───── Reading text ─────

Let’s go step by step with a structured, CTO-level answer — including how to decide placement, access, and deployment strategy.
🎯 Question:
How will you decide which components will be on-prem, which will be on cloud, how will you access on-prem from cloud or cloud from on-prem, and how will you manage deployment across both environments?
🧩 Step 1: Establish Decision Framework
Answer:
As an Enterprise Architect, I start with a structured decision framework based on business, regulatory, technical, and operational drivers.
📊 Criteria for Component Placement:
Decision Factor | Description | Example Decision |
Regulatory / Data Residency | Whether data can be stored or processed outside specific geography (RBI, SEBI, GDPR) | PII, KYC data → On-prem or India Cloud region |
Latency & Performance | Components requiring sub-ms latency to core banking systems | Core Transaction Engine → On-prem |
Elasticity / Compute Bursts | Components needing scale-up/scale-down elasticity | AI/ML Scoring, Analytics → Public Cloud (AWS/GCP) |
Integration Complexity | Systems deeply coupled with legacy mainframes or hardware HSMs | Payment switch, HSM → On-prem |
Security Posture & Controls | Ability to enforce zero-trust, encryption, key mgmt | Tokenization service → Hybrid |
Cost & TCO Optimization | Trade-off between CapEx vs OpEx | Batch jobs → Cloud (Spot instances) |
Modernization Roadmap | Whether system is being re-architected or remains legacy | Stepwise migration from on-prem → cloud-native |
✅ Outcome: We categorize services into three buckets:
Stay on-prem (core banking, data vaults)
Move to cloud (digital channels, analytics, AI)
Hybrid connectivity (API gateway, integration layer, data replication)

───── Entries ─────

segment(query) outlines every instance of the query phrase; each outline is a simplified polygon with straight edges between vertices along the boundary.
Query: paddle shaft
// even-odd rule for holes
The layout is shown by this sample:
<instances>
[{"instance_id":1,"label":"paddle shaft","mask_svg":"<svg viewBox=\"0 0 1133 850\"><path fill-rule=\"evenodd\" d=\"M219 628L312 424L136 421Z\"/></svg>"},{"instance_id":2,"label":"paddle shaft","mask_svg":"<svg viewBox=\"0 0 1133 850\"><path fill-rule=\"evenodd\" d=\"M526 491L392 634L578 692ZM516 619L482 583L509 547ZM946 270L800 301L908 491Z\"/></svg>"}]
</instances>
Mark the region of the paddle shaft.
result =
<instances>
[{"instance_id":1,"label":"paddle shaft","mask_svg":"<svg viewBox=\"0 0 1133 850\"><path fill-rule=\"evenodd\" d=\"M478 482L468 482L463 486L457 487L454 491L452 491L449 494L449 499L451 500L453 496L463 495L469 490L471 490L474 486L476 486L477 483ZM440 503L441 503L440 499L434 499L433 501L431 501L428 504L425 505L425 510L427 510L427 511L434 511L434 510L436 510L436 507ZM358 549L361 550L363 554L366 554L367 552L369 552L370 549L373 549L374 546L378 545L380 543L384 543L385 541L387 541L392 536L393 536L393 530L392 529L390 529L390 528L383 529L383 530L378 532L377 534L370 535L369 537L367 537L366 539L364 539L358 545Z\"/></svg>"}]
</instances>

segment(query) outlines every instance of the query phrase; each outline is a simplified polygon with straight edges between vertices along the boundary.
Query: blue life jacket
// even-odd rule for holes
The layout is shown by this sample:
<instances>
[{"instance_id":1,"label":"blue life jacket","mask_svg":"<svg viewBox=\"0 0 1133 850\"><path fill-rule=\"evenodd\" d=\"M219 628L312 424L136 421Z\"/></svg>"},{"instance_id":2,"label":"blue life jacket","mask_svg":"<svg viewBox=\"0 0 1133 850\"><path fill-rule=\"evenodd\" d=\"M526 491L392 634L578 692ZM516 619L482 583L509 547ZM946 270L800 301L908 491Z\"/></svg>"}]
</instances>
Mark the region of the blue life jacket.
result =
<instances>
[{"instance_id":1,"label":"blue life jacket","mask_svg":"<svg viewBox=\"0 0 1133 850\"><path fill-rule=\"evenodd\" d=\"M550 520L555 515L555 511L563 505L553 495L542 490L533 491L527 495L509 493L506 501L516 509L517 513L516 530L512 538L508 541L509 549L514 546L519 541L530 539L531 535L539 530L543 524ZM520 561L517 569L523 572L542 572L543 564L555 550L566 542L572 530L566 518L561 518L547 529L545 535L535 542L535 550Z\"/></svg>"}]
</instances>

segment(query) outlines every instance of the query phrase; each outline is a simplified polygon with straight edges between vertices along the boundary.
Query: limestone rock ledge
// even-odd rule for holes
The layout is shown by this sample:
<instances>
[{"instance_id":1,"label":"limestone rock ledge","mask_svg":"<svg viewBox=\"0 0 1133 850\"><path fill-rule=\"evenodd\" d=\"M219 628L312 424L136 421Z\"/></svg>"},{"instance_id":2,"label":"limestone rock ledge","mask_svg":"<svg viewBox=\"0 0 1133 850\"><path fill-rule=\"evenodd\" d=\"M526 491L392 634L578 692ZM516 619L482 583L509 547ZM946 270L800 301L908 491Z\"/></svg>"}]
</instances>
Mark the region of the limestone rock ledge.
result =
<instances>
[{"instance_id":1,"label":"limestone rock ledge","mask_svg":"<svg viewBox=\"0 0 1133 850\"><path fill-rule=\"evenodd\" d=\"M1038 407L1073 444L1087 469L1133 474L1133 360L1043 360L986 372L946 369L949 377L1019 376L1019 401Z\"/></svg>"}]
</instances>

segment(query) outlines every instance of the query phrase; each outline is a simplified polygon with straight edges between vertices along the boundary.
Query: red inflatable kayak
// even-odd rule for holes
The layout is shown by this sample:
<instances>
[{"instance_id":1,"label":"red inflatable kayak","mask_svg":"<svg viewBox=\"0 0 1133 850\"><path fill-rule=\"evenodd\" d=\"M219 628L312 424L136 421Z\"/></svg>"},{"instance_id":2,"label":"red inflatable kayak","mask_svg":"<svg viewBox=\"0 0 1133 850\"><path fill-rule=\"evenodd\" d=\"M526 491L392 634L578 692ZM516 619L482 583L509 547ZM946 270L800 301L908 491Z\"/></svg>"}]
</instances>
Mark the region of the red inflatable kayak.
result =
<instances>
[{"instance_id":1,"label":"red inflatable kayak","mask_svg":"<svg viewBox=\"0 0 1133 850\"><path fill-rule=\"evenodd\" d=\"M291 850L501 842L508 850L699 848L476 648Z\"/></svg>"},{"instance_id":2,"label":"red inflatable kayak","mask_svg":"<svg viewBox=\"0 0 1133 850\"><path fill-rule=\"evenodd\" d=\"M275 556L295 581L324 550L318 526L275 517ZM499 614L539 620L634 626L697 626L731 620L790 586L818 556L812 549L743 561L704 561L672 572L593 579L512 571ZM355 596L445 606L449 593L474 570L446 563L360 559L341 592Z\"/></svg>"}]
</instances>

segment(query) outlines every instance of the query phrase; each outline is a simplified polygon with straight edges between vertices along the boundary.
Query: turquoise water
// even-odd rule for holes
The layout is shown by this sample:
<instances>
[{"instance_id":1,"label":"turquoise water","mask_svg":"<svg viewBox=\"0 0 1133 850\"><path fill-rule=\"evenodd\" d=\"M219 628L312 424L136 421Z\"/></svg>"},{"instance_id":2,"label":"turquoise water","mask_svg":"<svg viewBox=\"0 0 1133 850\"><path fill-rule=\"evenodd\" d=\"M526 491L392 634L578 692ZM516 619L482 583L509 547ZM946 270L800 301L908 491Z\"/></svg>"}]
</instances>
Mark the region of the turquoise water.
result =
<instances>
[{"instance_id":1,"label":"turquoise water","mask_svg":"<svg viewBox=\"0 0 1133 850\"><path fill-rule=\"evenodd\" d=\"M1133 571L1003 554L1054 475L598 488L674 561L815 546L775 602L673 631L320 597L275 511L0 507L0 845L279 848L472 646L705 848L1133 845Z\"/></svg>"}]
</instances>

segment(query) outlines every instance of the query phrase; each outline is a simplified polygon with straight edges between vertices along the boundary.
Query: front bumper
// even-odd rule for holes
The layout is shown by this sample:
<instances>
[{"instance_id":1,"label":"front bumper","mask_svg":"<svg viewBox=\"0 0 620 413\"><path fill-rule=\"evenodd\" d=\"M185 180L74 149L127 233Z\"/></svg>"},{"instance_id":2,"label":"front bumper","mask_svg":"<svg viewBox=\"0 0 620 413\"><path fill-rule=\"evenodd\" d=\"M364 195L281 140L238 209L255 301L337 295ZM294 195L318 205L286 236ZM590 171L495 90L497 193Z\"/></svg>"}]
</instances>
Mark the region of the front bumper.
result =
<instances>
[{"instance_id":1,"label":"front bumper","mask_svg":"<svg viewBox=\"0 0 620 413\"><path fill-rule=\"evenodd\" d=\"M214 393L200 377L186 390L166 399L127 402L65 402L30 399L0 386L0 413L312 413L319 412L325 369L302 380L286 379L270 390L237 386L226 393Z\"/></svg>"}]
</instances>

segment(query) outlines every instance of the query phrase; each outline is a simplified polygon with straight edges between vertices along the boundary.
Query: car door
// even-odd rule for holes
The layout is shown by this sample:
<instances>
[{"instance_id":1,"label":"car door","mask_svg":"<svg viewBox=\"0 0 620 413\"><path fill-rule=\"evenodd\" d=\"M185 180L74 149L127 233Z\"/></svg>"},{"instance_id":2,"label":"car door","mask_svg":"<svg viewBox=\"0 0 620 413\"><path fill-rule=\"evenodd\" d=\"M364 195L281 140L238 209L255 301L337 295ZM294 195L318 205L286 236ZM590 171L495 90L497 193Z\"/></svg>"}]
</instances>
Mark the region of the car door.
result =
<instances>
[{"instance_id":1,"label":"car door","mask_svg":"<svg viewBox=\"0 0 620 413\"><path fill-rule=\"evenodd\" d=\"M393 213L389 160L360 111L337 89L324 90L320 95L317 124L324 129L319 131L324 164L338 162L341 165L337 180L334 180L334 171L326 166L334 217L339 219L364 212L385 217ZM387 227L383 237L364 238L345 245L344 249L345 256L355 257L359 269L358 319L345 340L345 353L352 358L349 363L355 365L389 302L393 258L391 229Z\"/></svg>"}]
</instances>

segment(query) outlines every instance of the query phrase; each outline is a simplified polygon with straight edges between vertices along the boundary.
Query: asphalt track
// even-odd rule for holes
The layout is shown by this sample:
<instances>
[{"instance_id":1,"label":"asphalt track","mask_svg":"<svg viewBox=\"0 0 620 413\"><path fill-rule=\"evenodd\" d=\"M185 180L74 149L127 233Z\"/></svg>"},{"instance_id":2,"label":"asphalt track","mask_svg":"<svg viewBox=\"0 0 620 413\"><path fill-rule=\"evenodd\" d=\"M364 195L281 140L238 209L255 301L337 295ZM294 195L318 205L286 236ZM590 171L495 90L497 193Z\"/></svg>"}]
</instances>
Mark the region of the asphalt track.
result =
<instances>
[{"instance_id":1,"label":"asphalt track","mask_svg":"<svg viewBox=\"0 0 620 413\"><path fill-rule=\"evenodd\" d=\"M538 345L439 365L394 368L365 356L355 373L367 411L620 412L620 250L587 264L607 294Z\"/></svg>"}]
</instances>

─────

• **Required tasks**:
• a. Answer these questions about the hybrid cloud placement text:
(i) Which public cloud providers are named for AI/ML Scoring and Analytics?
(ii) What trade-off does the Cost & TCO Optimization factor describe?
(iii) Which services are listed in the "Stay on-prem" bucket?
• b. Gather every line of the records that contains the word "Mark".
The reading text and the records come from separate, unrelated sources.

• **Answer list**:
• a.
(i) AWS and GCP.
(ii) CapEx vs OpEx.
(iii) Core banking and data vaults.

• b.
Mark the region of the paddle shaft.
Mark the region of the blue life jacket.
Mark the region of the limestone rock ledge.
Mark the region of the red inflatable kayak.
Mark the region of the turquoise water.
Mark the region of the front bumper.
Mark the region of the car door.
Mark the region of the asphalt track.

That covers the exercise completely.